***** Material shown

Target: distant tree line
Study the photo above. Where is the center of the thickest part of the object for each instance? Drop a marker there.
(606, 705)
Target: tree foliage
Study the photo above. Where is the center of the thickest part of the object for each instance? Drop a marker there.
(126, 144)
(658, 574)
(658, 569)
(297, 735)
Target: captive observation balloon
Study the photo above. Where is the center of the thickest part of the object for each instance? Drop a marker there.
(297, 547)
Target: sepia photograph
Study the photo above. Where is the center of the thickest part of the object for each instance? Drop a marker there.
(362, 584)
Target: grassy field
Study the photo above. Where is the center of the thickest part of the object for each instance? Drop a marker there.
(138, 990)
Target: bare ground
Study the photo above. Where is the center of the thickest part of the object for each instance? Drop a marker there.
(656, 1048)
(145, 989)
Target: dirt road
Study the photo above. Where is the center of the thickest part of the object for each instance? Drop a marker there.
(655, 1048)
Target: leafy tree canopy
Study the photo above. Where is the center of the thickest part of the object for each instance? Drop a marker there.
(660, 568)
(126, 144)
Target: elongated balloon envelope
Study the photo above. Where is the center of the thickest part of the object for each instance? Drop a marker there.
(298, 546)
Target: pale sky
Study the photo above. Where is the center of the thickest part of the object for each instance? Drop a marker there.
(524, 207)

**********
***** Material shown

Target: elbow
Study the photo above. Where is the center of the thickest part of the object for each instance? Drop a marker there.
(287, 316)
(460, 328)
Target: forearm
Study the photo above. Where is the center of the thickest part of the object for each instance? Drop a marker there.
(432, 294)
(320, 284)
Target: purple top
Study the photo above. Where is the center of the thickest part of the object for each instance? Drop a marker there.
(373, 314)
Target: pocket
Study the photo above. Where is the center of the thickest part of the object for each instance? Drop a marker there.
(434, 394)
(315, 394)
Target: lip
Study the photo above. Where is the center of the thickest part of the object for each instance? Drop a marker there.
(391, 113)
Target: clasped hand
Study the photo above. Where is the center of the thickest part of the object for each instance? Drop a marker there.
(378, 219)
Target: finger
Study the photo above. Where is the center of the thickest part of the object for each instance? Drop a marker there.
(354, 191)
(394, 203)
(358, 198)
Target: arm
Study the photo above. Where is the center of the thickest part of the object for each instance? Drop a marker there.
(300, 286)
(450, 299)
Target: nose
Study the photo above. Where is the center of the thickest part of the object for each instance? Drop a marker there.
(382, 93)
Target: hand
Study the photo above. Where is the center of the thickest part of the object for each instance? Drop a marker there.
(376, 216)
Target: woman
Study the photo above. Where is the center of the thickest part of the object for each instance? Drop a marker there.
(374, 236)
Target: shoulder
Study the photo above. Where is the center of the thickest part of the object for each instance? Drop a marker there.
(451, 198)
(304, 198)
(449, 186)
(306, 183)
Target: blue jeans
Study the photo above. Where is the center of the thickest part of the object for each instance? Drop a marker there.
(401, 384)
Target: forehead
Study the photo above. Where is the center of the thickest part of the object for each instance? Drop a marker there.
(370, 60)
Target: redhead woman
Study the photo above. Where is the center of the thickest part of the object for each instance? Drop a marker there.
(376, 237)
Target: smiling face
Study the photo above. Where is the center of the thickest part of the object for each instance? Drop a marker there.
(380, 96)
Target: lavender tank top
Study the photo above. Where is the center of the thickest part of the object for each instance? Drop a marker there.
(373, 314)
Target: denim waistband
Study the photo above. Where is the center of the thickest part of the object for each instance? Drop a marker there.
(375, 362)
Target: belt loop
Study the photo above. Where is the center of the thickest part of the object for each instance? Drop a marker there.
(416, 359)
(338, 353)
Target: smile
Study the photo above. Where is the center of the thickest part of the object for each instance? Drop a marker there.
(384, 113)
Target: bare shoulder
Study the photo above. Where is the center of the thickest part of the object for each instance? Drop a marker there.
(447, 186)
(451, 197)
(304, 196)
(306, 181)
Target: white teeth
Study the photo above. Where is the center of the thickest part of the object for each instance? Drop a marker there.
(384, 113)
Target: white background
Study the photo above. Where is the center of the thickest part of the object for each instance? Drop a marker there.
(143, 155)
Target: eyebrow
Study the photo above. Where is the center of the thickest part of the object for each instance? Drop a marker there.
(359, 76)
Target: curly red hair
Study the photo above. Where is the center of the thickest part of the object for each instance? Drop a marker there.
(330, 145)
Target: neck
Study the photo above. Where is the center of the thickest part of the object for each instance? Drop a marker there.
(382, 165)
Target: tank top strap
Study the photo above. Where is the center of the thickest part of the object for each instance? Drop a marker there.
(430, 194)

**********
***** Material shown

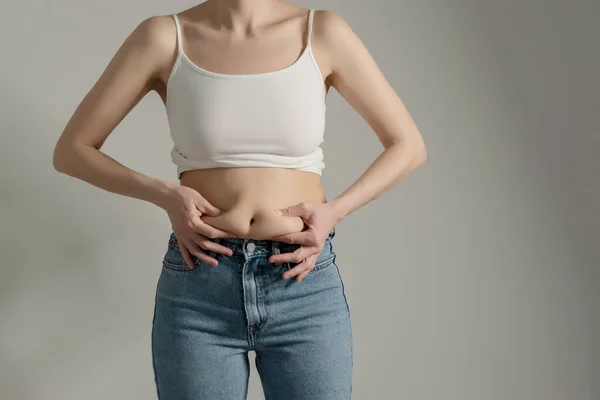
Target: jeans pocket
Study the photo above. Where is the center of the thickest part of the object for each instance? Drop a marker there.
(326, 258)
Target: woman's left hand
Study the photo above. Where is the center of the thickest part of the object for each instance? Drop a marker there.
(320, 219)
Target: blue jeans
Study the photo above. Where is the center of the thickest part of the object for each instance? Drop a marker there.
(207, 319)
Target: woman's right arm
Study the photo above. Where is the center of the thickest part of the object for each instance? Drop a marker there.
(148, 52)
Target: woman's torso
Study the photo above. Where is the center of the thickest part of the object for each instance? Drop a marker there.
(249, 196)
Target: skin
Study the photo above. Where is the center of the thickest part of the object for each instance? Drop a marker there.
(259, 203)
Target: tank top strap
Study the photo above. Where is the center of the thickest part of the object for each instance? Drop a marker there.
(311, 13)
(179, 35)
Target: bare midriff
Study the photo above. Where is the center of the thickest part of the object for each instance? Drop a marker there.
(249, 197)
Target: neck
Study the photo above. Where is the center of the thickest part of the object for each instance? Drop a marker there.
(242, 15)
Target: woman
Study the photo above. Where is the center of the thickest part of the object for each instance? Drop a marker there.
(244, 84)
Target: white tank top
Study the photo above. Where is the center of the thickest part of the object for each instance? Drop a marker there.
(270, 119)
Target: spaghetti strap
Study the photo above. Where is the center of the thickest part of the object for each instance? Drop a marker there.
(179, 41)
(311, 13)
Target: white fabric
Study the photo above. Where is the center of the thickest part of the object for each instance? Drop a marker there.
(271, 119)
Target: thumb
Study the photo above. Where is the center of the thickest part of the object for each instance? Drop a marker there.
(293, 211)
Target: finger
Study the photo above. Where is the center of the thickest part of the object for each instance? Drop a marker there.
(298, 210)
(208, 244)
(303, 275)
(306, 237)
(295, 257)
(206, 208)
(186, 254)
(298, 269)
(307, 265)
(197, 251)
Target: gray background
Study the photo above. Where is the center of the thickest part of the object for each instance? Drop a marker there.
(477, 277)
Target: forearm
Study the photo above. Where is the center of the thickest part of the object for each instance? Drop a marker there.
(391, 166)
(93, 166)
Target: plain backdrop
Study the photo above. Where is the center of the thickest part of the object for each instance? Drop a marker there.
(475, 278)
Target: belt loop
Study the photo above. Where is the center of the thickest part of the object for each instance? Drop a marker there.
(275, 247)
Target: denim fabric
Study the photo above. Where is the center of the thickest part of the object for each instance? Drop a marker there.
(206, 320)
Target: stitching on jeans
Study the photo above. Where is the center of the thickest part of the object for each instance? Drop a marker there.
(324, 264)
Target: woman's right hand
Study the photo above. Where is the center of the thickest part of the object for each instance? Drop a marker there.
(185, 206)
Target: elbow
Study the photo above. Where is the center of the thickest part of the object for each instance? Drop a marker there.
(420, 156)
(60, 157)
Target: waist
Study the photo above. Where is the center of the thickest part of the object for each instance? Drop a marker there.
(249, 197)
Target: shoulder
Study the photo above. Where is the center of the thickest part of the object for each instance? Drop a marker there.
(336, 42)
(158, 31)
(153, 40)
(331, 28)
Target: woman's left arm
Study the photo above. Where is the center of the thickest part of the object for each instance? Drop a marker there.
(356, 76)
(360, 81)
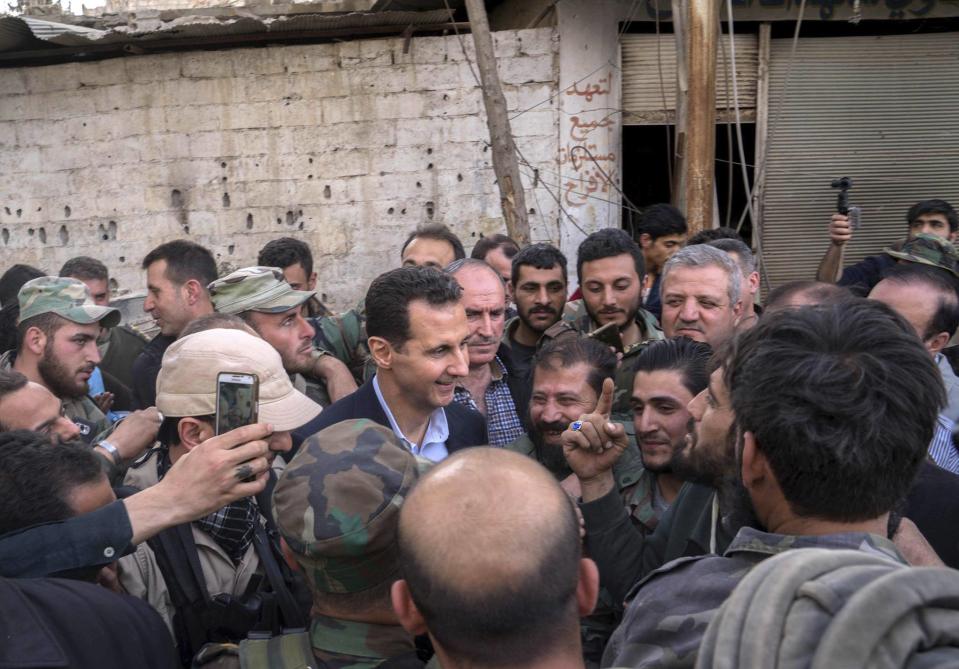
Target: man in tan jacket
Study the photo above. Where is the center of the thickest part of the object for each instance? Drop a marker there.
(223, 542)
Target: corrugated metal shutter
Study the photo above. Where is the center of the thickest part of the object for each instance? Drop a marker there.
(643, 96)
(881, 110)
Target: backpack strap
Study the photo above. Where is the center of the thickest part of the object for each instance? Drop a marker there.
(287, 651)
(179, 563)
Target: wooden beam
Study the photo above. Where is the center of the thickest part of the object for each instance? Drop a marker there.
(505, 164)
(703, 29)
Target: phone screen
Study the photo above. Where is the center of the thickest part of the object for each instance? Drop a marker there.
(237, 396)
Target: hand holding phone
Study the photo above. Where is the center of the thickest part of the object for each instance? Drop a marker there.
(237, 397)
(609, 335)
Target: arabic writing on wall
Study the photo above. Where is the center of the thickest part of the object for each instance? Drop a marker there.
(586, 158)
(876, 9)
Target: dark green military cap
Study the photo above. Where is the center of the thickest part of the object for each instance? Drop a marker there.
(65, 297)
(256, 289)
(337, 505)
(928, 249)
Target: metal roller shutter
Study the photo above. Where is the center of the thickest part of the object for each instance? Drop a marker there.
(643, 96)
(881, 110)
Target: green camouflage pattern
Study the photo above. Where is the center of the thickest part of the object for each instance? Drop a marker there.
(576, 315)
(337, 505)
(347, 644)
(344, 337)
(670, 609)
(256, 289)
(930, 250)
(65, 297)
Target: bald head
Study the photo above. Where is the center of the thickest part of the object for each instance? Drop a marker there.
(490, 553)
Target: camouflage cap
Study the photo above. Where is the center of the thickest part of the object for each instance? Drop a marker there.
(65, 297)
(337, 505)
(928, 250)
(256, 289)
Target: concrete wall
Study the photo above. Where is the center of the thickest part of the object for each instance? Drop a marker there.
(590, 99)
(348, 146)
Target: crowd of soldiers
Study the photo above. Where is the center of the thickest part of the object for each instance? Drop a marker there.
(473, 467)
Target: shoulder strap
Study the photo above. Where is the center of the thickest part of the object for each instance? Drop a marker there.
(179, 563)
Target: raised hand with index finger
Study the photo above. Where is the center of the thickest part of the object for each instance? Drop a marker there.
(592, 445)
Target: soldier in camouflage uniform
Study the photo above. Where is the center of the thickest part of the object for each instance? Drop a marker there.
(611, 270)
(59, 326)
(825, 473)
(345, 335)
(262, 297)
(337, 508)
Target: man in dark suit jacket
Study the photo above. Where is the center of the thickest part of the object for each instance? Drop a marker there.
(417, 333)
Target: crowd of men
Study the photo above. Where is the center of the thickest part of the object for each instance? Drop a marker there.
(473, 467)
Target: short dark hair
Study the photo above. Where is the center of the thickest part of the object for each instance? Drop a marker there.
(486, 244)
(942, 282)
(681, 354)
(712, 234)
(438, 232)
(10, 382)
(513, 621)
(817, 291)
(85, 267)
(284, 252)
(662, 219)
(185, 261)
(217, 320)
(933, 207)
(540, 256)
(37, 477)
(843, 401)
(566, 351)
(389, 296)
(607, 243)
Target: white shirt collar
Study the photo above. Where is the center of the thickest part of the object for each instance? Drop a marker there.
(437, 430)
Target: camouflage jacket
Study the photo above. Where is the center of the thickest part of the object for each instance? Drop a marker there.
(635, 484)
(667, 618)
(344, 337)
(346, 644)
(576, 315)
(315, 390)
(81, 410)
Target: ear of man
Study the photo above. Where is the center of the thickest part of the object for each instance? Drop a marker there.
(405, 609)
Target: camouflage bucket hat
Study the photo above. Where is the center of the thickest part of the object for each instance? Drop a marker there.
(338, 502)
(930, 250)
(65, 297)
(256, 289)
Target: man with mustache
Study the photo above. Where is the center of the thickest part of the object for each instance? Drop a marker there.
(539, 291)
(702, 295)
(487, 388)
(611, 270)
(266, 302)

**********

■ Task to complete: State how many lines in the records above contain the string "shoulder". Give only the number.

■ Solved exercise: 4